=== Task 1 ===
Reproduce the passage of the Democratising Food Systems workshop text between "Eighty participants attended: producers, social" and "students, and chefs.", inclusive.
=== Task 2 ===
Carry on the Democratising Food Systems workshop text from where it stops.

=== Text excerpt ===
>>>
On 19th October 2016 Sustain: The Australian Food Network was launched in Melbourne’s CBD, with a one-day workshop: Democratising Food Systems. This was a well-attended and very successful event, and we are pleased now to publish the workshop report. The executive summary is reproduced below, and the full report can be downloaded by clicking here:
Executive Summary
Democratising Food Systems was a participatory one-day workshop held at the William Angliss Restaurant in Little Lonsdale St, Melbourne, on 19th October 2015. Organised in collaboration with William Angliss Institute and the Australian Food Sovereignty Alliance (AFSA), the intent of the workshop was to launch Sustain: The Australian Food Network and offer the opportunity to a diverse range of food system actors and stakeholders to meet and have structured conversations around some of the critical challenges facing Victoria’s, and Australia’s, food system. Details of Sustain and AFSA can be found in Appendix A.
Eighty participants attended: producers, social entrepreneurs, community food networkers, farmers’ market coordinators, not-for-profit managers, local government managers, local government agribusiness extension and rural business officers, dieticians and health professionals, representatives of philanthropic foundations, trade union organisers, writers, researchers, academics, and students, and chefs.
With contributions from four organisations, participants spent the day exploring four key wicked problems affecting the food system:
- Scarcity in a world of abundance: Asylum Seeker Resource Centre
- Cheap food and labour exploitation: National Union of Workers
- Land loss and urban sprawl: Foodprint Melbourne researchers[1]
- Inappropriate-scale regulation: Australian Food Sovereignty Alliance
The workshop was very well received by participants, 36% of whom completed a post-workshop survey. More than 70% said the workshop either significantly (53%) or greatly (18%) opened up new ways of approaching and thinking about food systems issues. Participants came for exposure to new ideas and approaches, and they were not disappointed. They also came to meet and connect with other food system actors, and many commented that this was one of the key successes of the workshop: the diverse mix of individuals and organisations in the room, well beyond what has been the typical experience of previous food events.
<<<
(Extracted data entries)
>>>
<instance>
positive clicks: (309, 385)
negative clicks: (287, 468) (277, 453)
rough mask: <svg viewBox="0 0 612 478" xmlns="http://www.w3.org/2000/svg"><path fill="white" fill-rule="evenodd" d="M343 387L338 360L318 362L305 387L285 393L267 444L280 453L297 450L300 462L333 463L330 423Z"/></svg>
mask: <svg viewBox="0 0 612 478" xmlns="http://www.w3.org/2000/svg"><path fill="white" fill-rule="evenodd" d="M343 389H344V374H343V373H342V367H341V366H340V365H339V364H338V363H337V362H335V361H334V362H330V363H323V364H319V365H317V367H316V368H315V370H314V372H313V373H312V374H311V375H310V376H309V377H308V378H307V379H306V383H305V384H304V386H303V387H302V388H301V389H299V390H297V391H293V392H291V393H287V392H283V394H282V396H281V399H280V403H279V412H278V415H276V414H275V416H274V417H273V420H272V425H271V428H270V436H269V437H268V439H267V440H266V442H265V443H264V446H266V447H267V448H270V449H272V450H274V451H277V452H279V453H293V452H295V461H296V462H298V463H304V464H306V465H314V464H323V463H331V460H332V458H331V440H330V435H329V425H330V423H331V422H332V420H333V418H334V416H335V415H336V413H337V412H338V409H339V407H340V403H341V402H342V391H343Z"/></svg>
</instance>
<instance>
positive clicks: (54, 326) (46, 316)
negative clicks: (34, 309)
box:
<<<
=== Task response 1 ===
Eighty participants attended: producers, social entrepreneurs, community food networkers, farmers’ market coordinators, not-for-profit managers, local government managers, local government agribusiness extension and rural business officers, dieticians and health professionals, representatives of philanthropic foundations, trade union organisers, writers, researchers, academics, and students, and chefs.

=== Task response 2 ===
Recommendations for next steps included the following:
- More events through the year, focused on particular issues and / or regions
- Website resources to outline key target objectives and outlines for Sustain
- The establishment of working groups to progress a change agenda
- Holding the same or a similar event with collaborators in NSW
Outcomes
A key outcome of the day was the identification of the critically important roles supported by Mornington Peninsula Shire Council (MPSC) and the City of Whittlesea (CoW) in the form of a Rural Business Officer (MPSC, Gillian Stewart) and an Agribusiness Officer (City of Whittlesea, Annemaree Docking). Gillian and Annemaree shared their accumulated experience in these roles over the past few years, highlighting how effectively they had been able to build bridges between external stakeholders (producers) and internal stakeholders (planners, environmental health officers, food safety officers), beginning to transform what had previously been antagonistic relationships into constructive ones. Further, these roles demonstrated that both MPSC and CoW valued and supported their local producers, through (for example) the formation of the Small Rural Landholders network in Mornington Peninsula, and regular Agribusiness workshops and events in Whittlesea. Such initiatives have not only reached out to the producer community, but also built awareness and support for the local food system in both municipalities amongst the broader community.
Sustain is pleased to report that we are working with Gillian and Annemaree, as well as the Victorian Local Governance Association and the City of Greater Bendigo, to form a VLGA-led working group involving senior staff and Councillors from a number of local governments, with two aims:
- To raise awareness within councils of the importance of this Agribusiness Extension role
- To advocate across local government in Victoria for the creation of such roles in peri-urban / interface Councils, and in regional and rural Councils
The first meeting of this working group will take place early in 2016, and it is anticipated that it will meet on two-to-three occasions in order to map out an action pathway. This will likely include engagements with the State government over key issues such as definitions of ‘intensive agriculture’ in the State planning scheme and other threats to producer security, as well as the broader strategic question of protection of high-value farmland.
[1] Foodprint Melbourne is a joint project led by the Victorian Eco-Innovation Lab (University of Melbourne) and Food Alliance (Deakin University) / Sustain; and funded by the Lord Mayor’s Charitable Foundation.